Top of Document section

*Richard Q. Mueller doing a headstand circa 1970. He might – he just might – have a pipe in his mouth, but from this angle, we can’t be sure…

April 15, 2010 The Thing Is….

My dad really is one of my favorite people on the planet and the thought of not having his irreverent person around to joke with is just so God-awful awful, my heart is breaking. I have got to pull it together. 
Here are some of the things I remember and value (and always will) about him: his humor, his intelligence, his goodness, walking down the street with him when I was a little girl and the feeling that everyone knew him and liked him, how he made people laugh and feel good, and how safe he made me feel, his voice resonating in his chest when I would sit on his lap when I was little, his bursts of song from behind the pharmacy counter (today, in an attempt to ask the “important questions” I asked what were the rest of the words to one that began “in the south of France, where the ladies don’t wear pants” and discovered that they are as follows “all they wear is grass just to cover up their ass” which I think explains why I never heard them in the store all those years ago…), his ability to make any moment funny, his devotion to my mom and to doing what was right, his incredible cheap-a-tude (omg is he cheap!), his appreciation for good looking women (last night at the hospital: “did you see the hips on that one?”, “Not really dad, but I know where you’re coming from, so stop right there, please!”), his love for his kids and grand kids which was without ego although yes I sometimes wished he had taken more credit, more pride in himself and in the fabulous dynasty (I loved calling him the patriarch) he co-created, his modesty, his attachment to coins and stamps and collecting things, his depth and sweetness, the fact that he could stand on his head, and even on his hands on a chair when we were little, little kids and that I knew that he was the best dad of all the dads, ever. And that’s all, but just for now. 
All I want to do is sleep, maybe tonight. Last night was a wash until I called the hospital at 2:30a.m. to ask how he was. Asleep, she said. And so, I went back to bed for the seventeenth time and finally dropped off at about four a.m., waking at six. He told me today to be strong and that “this is life”; I know he’s right and I will try to be strong, but it ain’t easy.

April 17, 2010 Hospice

My dad is home and yesterday was admitted as a patient into Hospice, or, as it is known locally, the Catskill Area Center for Palliative Care. I have always been a fan of hospice care for at least as long as I have understood it, an understanding that dates back to a PBS show Bill Moyers did about it in the 90s. It’s great, and, it’s really great as it exists in the present, not only for the absolutely terminally ill i.e. “you have three weeks to live, yes, you can go into hospice”, it also now admits those whose diagnosis is longer term.

Bottom of Document section
Top of Data extracts

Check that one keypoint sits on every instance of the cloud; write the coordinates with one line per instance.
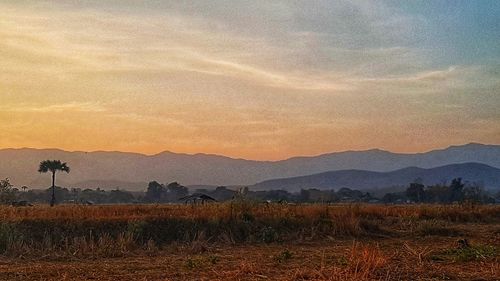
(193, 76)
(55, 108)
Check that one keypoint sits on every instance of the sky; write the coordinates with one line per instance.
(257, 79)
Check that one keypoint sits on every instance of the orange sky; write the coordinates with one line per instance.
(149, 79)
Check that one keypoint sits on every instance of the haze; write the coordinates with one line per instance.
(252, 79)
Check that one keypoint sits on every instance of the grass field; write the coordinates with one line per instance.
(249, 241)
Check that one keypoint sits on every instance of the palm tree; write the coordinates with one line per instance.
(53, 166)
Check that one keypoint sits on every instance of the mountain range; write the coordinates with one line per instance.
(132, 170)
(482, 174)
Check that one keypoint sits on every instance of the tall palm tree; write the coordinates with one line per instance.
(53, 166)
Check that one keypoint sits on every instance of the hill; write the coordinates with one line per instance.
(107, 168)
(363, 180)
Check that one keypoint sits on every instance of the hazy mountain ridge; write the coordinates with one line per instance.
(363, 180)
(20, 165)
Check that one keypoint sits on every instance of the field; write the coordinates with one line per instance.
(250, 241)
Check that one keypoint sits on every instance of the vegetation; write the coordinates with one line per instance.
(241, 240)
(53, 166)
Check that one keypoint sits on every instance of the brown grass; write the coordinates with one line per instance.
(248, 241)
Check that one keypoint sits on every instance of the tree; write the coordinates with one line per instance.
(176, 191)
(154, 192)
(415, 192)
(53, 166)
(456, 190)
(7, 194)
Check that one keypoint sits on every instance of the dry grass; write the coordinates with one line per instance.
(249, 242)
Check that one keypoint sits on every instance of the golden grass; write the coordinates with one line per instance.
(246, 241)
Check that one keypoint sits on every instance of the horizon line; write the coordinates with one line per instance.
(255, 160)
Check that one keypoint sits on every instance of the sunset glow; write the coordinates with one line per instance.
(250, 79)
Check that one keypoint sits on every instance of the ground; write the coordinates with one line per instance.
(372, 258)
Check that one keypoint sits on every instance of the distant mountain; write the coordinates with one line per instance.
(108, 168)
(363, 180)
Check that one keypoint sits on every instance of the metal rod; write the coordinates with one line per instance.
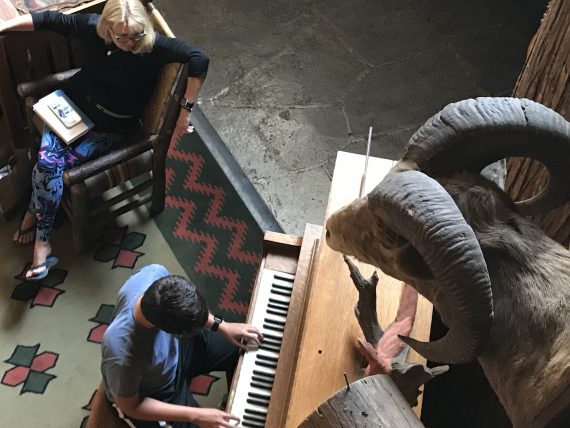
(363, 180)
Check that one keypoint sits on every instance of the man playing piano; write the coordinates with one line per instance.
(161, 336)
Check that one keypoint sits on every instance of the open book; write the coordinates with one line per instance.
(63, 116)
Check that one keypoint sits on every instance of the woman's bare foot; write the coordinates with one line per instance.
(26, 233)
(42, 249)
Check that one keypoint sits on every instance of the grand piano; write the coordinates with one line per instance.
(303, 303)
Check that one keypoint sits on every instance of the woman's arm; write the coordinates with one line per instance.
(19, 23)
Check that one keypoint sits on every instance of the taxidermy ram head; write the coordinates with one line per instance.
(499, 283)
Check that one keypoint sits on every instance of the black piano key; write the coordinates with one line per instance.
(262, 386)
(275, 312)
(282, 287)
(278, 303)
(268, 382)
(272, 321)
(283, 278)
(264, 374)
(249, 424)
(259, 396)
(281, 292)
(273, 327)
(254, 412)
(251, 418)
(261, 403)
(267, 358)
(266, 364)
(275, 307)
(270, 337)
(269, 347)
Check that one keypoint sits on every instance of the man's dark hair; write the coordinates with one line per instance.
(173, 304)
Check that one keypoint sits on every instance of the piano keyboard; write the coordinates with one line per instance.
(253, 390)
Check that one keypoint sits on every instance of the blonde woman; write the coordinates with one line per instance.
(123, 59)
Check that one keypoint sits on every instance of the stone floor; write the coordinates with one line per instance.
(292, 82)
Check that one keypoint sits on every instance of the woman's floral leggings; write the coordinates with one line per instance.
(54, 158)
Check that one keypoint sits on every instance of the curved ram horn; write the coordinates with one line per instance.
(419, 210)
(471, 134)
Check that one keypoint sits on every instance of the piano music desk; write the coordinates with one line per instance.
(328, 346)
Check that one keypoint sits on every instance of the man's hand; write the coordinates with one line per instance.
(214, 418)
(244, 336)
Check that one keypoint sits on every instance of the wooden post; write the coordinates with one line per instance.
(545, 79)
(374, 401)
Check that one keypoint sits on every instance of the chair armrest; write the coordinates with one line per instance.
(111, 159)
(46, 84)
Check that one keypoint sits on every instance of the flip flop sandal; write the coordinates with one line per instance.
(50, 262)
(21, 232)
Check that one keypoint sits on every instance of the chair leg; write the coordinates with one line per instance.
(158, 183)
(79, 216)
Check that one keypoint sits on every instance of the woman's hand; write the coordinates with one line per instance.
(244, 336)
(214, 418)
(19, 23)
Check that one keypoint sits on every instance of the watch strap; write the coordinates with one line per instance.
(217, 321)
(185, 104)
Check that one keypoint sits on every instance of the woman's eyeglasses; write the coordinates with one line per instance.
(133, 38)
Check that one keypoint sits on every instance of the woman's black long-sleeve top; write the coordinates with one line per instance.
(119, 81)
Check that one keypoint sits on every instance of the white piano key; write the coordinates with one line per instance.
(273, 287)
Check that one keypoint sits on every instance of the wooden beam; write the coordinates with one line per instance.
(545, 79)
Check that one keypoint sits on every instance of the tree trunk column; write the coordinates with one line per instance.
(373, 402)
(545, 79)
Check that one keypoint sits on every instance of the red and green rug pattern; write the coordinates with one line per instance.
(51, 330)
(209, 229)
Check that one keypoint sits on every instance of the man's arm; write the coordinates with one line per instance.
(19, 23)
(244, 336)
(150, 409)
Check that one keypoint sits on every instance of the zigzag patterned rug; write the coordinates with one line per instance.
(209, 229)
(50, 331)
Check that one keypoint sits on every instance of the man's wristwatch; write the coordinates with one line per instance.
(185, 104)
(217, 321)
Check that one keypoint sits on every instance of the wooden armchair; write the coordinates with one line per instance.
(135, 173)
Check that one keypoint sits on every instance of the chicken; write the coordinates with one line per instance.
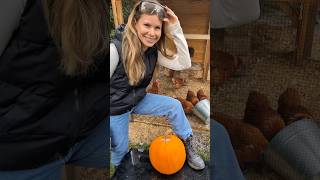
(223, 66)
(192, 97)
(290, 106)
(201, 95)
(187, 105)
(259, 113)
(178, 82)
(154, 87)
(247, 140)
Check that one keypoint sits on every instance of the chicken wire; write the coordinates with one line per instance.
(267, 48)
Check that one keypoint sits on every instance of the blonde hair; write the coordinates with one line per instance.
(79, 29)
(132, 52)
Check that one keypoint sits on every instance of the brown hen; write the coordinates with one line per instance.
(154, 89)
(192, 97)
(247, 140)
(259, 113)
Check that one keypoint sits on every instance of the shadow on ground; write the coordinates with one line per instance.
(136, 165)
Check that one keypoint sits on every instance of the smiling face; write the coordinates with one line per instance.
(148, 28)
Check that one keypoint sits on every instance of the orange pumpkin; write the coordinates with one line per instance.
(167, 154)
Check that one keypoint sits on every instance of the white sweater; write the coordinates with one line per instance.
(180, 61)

Bottom of Data extracts

## Task instructions
[1] According to the journal entries, what is Hospice known as locally?
[2] List every clock time given in the journal entry dated April 15, 2010.
[3] Return the passage from the journal entries that starts at the words "My dad really" and stops after the words "pull it together.".

## Solutions to the problems
[1] The Catskill Area Center for Palliative Care.

[2] 2:30 a.m., four a.m., and six.

[3]
My dad really is one of my favorite people on the planet and the thought of not having his irreverent person around to joke with is just so God-awful awful, my heart is breaking. I have got to pull it together.